··· Kutipan Sumber

Al-Qur'an sebagai kitab suci umat Islam mempunyai satu sendi utama yang esensial. Ia berfungsi memberi petunjuk ke jalan sebaik-baiknya. Allah berfirman, “Sesungguhnya Al-Qur'an ini memberi petunjuk menuju jalan yang sebaiknya” (Q.S. 17;19).

Adapun mengenai macam-macam hukum dalam Al-Qur'an, di sini ingin dikemukakan bahwa hukum-hukum yang terkandung di dalam Al-Qur'an itu ada 3 macam.

Pertama, hukum–hukum I’tiqodah. Yakni hukum-hukum yang berkaitan dengan kewajiban para mukallaf untuk mempercayai Allah, Malaikat-Malakat-Nya, Rasul-Rasul-Nya, dan hari akhir.

Kedua, hukum-hukum akhlak. Yakni tingkah laku yang berhubungan dengan kewajiban orang mukallaf untuk menghiasi dirinya dengan sifat-sifat keutamaan dan menjauhkan dirinya dari sifat-sifat yang tercela.

Ketiga, hukum-hukum amaliah. Yakni yang bersangkutan dengan perkataan-perkataan, perbuatan-perbuatan, perjanjian-perjanjian dan mua-malah (kerjasama) sesama manusia.

2. As-sunnah/Hadits.

Menurut bahasa, hadits mempunyai beberapa arti, antara lain: jadid, lawan qadim = baru; qarib = dekat; dan khabar = warta. Hadits dalam arti khabar ini sering dijadikan acuan dalam penyebutan hadits secara bahasa. 

Sunnah secara etimologi berarti jalan yang dilalui. Sedangkan menurut terminologi ialah segala sesuatu yang disandarkan kepada Nabi baik berupa perkataan, perbuatan, dan ketetapan (taqrir).

Sunnah itu terbagi menjadi tiga bagian, yaitu :

a. Sunnah qauliyah (perkataan), contohnya : Segala amalan itu mengikuti niat (orang yang meniatkan) (H.R. Bukhari-
Muslim).

b. Sunnah fi’liyah, contohnya: cara-cara mendirikan Shalat, cara-cara mengerjakan amalah haji, adab berpuasa, dan 
memutuskan perkara berdasarkan saksi dan memutuskan perkara berdasarkan saksi dan berdasarkan sumpah.   Ambillah daripadaku cara-cara mengerjakan hajji (HR. Muslim dari Jabir).

c. Sunnah taqririyah. Membenarkan atau tidak mengingkari sesuatu yang diperkuat oleh seseorang sahabat (orang yang 
mengikuti sya’ra di hadapan Nabi), atau diberitakan kepada beliau, lalu tidak menyanggah, atau tidak menyalahkan serta menunjukkan bahwa beliau meridhainya. 

Fungsi Sunnah dalam adalah sebagai berikut:

a. Sebagai penjelas dari Al-Qur'an yang masih bersifat global, mengkhususkan yang masih bersifat umum, dan menjabarkan yang masih mutlak.

······
··· Bagian Data

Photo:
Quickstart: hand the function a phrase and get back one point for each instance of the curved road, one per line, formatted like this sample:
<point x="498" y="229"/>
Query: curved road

······

**Instruksi Tugas 1:** Cetak bagian kutipan sumber mulai dari "b. Sunnah fi’liyah, contohnya: cara-cara" sampai dengan "Muslim dari Jabir)." tanpa perubahan apa pun.
**Instruksi Tugas 2:** Menurut kutipan sumber, apa arti sunnah secara etimologi?

**Jawaban Akhir 1:**
b. Sunnah fi’liyah, contohnya: cara-cara mendirikan Shalat, cara-cara mengerjakan amalah haji, adab berpuasa, dan 
memutuskan perkara berdasarkan saksi dan memutuskan perkara berdasarkan saksi dan berdasarkan sumpah.   Ambillah daripadaku cara-cara mengerjakan hajji (HR. Muslim dari Jabir).

**Jawaban Akhir 2:** Jalan yang dilalui.